Task to carry out:
Identify each line in the records below that contains the string "trousers", and copy every such line in full.

(Excerpts from labeled region data)
________

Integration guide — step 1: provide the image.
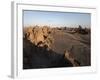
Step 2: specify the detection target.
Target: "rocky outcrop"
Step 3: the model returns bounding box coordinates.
[24,26,53,49]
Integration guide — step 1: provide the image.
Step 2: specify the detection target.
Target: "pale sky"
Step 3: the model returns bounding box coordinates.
[23,10,91,27]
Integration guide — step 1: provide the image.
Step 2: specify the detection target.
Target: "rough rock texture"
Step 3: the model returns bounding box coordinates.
[23,26,91,69]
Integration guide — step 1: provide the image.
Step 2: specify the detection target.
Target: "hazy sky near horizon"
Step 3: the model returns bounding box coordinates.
[23,10,91,27]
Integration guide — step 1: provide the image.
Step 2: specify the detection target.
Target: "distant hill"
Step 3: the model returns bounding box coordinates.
[23,26,91,69]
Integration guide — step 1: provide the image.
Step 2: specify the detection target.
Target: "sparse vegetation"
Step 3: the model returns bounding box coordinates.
[23,25,91,69]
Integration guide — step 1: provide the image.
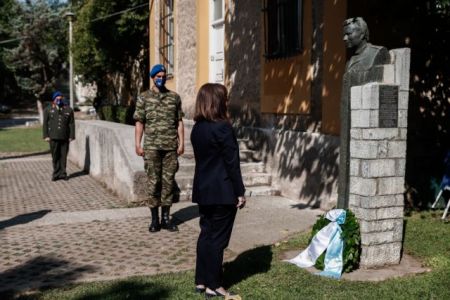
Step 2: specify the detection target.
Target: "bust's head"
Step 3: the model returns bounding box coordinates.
[344,17,369,48]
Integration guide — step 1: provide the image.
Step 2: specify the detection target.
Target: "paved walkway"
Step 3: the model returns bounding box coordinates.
[0,154,322,291]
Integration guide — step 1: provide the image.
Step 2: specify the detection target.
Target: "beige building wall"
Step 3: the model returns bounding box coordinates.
[196,0,209,91]
[173,0,198,119]
[261,0,312,114]
[322,0,347,135]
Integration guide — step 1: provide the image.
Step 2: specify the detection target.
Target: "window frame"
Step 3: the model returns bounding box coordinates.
[159,0,175,77]
[262,0,304,60]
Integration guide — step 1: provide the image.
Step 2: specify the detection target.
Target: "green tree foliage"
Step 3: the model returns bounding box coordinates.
[73,0,149,104]
[4,0,67,106]
[0,0,20,103]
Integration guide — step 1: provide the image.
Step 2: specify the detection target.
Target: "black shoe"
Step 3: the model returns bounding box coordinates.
[205,290,236,299]
[161,206,178,232]
[148,207,161,233]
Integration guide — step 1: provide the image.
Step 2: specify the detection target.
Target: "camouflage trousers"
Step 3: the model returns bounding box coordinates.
[144,150,178,208]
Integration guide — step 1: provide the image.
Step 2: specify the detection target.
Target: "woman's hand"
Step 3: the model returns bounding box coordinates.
[236,196,246,209]
[136,146,144,156]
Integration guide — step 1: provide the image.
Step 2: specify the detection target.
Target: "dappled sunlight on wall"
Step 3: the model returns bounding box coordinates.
[261,56,312,114]
[322,0,347,135]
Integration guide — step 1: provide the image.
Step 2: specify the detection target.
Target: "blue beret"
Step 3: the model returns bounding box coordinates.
[150,64,166,78]
[52,91,62,101]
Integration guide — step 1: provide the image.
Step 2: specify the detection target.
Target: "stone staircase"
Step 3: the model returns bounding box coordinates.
[175,126,280,201]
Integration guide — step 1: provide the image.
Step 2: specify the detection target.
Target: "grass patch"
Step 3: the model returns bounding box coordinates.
[0,127,49,153]
[3,212,450,300]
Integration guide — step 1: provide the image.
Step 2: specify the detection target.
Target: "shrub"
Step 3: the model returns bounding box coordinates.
[309,209,361,273]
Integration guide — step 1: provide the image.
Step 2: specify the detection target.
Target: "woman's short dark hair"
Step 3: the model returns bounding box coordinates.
[194,83,228,121]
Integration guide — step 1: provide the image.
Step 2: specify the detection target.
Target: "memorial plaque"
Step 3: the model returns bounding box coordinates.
[378,85,398,128]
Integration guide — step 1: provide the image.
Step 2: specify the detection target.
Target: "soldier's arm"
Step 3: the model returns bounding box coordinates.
[177,120,184,155]
[42,109,49,141]
[134,121,144,156]
[177,96,184,155]
[133,96,145,156]
[69,110,75,141]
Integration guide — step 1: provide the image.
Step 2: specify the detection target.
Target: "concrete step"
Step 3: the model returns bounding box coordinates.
[175,172,272,190]
[177,161,264,176]
[180,149,261,162]
[184,139,252,152]
[180,185,281,201]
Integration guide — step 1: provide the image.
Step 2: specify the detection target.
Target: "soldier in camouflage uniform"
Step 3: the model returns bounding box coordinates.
[42,91,75,181]
[133,64,184,232]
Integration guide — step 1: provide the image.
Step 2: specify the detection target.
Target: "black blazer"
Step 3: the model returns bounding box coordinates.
[191,121,245,205]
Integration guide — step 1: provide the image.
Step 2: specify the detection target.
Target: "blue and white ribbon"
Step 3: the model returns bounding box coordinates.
[287,209,346,279]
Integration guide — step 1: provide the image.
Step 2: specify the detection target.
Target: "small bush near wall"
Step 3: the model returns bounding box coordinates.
[99,105,135,125]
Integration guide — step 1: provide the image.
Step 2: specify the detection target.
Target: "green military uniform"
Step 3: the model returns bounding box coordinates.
[133,90,184,208]
[42,105,75,180]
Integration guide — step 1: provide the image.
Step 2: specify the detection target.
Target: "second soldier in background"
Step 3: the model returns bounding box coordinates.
[134,64,184,232]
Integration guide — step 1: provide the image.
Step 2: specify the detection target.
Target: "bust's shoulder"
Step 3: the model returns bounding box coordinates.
[367,44,391,65]
[366,43,389,53]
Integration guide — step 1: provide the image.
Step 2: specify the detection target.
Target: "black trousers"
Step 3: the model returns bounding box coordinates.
[195,205,237,289]
[50,140,69,178]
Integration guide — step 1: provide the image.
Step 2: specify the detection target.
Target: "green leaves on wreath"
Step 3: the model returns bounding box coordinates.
[309,209,361,273]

________

Full answer:
Target: "camouflage trousers"
Target: "black trousers"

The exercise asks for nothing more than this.